Jo'burg beer, an independent business and low-priced beverage, is dominant among lower-income groups and incorporates the tastes of traditional brewing.

Recent developments have seen an increase in South African Beer Tourism initiatives. Initiated by Beer Route, a collaboration of craft breweries in South Africa, other players have since come on board to help guide tourists to taprooms throughout the country. Around the same time, Kwazulu-Natal also had a local guided product named KZN Craft Revolution. Beer Tourism is a rapidly growing tourism sector, closely related in concept to Culinary tourism and is very similar to the concept of a Wine route.

===Microbreweries===
Some smaller microbreweries have sprung up in the past decades and tend to compete regionally. The country's first microbrewery was Mitchell's Brewery in Knysna. Mitchell's is now produced as a contract brand with Devil's Peak Brewing Company. As of 2019, 211 microbreweries produced 34 million litres of craft beer annually. Other microbreweries in South Africa include:

====Eastern Cape====

- Emerald Vale Brewing Company, Chintsa, Eastern Cape
- Little Brewery in Port Alfred, Eastern Cape
- Bridge Street Brewery in Port Elizabeth Eastern Cape
- Richmond Hill Brewing Co
- Table 58 Brewing Co
- The Hogsback Brewing Company

====KwaZulu-Natal====

- Clockwork Brewhouse
- East Coast Brewing Co. in Umkomaas
- Happy Days Brewery
- Nottingham Rd Brewing Company
- Shongweni Brewery
- That Brewing Co
- 1000 Hills Brewing Co.

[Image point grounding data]
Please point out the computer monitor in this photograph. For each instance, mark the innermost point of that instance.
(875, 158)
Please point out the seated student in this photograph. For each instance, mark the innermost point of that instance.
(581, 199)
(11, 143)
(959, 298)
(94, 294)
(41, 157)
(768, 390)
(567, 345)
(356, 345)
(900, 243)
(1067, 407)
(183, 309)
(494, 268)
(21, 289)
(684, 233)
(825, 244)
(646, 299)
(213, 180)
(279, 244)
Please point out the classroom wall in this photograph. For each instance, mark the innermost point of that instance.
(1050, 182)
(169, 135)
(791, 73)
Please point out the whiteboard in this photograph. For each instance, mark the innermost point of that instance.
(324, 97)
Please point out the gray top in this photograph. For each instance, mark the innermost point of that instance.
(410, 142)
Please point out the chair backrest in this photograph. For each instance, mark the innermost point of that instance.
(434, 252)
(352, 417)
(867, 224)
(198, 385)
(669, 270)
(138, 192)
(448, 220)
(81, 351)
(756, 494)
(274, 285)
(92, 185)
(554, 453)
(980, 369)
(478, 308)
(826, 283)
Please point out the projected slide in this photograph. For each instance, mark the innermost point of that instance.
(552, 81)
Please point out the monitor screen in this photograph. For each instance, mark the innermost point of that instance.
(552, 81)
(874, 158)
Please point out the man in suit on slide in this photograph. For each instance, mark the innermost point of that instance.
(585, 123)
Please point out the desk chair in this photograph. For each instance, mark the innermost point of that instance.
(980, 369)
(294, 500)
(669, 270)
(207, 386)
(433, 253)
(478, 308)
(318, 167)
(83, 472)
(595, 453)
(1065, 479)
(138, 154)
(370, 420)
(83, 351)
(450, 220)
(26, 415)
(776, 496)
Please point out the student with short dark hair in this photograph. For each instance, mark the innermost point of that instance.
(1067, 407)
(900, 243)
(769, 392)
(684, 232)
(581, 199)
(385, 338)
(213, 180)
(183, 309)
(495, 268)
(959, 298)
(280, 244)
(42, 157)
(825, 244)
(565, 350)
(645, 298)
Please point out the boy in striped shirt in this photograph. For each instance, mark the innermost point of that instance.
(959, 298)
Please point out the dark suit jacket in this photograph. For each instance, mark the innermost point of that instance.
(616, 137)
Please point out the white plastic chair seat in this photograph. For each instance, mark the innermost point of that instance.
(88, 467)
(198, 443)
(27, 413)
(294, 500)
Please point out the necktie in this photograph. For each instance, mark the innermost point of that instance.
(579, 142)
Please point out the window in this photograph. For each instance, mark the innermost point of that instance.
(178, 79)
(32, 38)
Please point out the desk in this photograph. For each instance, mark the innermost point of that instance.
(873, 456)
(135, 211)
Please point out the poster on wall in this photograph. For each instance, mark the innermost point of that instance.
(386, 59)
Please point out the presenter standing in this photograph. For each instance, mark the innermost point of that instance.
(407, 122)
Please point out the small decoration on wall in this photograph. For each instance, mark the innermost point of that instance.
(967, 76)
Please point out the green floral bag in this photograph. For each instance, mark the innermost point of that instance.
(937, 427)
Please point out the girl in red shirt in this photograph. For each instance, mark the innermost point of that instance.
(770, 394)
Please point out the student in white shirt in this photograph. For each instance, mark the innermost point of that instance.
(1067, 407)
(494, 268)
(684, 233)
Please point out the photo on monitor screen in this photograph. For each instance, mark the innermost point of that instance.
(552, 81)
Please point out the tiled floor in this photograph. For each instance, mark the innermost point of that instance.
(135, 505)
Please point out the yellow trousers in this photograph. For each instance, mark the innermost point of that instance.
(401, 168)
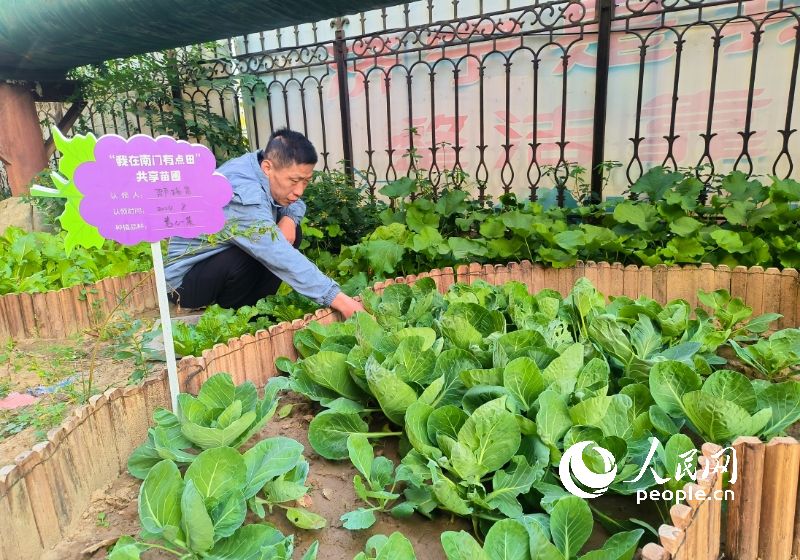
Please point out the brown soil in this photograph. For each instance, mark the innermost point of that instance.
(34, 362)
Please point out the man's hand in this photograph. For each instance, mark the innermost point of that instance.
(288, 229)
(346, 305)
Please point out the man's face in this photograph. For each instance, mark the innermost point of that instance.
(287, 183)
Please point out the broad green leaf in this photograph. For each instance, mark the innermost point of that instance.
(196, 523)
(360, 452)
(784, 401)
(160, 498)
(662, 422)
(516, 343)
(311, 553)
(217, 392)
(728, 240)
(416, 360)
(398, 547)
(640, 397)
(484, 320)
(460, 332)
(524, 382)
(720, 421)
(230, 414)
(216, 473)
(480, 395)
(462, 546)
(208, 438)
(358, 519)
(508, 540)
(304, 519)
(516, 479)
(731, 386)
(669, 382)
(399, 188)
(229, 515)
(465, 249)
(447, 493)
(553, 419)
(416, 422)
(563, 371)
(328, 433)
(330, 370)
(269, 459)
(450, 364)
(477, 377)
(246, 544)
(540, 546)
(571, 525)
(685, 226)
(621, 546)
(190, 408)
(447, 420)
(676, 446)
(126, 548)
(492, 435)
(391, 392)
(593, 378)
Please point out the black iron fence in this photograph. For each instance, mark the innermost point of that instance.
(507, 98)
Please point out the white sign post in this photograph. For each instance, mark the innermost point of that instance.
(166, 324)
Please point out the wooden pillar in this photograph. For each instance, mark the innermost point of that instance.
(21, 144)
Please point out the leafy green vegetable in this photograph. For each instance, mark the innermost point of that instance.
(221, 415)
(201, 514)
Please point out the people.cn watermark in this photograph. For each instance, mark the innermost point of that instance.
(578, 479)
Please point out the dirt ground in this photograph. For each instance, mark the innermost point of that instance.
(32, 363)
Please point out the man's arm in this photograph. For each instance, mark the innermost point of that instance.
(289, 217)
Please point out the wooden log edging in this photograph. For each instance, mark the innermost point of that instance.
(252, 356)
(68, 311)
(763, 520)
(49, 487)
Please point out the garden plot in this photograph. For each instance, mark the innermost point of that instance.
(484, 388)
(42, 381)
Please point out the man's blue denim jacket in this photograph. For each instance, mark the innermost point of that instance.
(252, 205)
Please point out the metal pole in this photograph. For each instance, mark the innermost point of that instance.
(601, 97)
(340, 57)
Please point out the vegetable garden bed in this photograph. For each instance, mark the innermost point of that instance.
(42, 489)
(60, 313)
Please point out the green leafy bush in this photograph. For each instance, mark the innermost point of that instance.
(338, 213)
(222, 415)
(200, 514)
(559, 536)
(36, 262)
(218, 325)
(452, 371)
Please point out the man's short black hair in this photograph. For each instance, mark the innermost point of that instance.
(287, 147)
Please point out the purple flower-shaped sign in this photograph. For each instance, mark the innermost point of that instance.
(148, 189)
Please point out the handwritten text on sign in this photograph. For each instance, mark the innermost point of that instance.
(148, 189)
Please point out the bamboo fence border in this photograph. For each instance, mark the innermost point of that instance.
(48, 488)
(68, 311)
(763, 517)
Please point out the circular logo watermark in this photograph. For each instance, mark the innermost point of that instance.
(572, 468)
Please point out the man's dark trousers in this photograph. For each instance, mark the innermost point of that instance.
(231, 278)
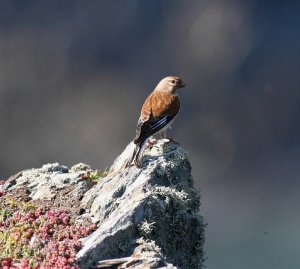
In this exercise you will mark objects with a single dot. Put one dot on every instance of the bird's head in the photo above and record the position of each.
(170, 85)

* **What to do**:
1. In the passage on South African beer, list the microbreweries under the Eastern Cape heading, giving only their names.
2. Carry on the passage about South African beer from the point where it stops.

* **Responses in order**:
1.
Emerald Vale Brewing Company
Little Brewery
Bridge Street Brewery
Richmond Hill Brewing Co
Table 58 Brewing Co
The Hogsback Brewing Company

2.
- Mzelemu brewery
- Basset Breweries in Pennington

====Gauteng and North West====

- SMACK! Republic Brewing Co.
- Drayman's Brewery
- Gilroy’s Brewery
- De Garve Brewery
- Copperlake Breweries
- Black Horse Brewery
- Mogallywood
- The Cockpit Brewhouse
- Humanbrew (Loxton Lager)
- Leaky Tap Brewery
- The RedRock Brewing Company
- Legends Brewery
- Hazeldean Brewing Co
- Frontier Beer Co
- Agar's Brewery
- Brewhogs Microbrewery
- Irish Ale House
- Brauhaus Afrika, Rustenburg, North West Province
- Copperlake Brewery

====Free State, Limpopo and Mpumalanga====

- Clarens Brewery
- Dog and Fig Brewery
- Hops Hollow
- Stellar Brewery (Bloemfontein, Free State)
- Zwakala Brewery, Haenertsburg, Limpopo

====Western Cape====

The Western Cape province accounts for half of the beer microbreweries in South Africa.

- Afro Caribbean Brewing Co
- Aegir Project Independent Brewery
- Ukhamba Brewery
- Boston Breweries
- Devil's Peak Brewing Company
- Drifter Brewing Co.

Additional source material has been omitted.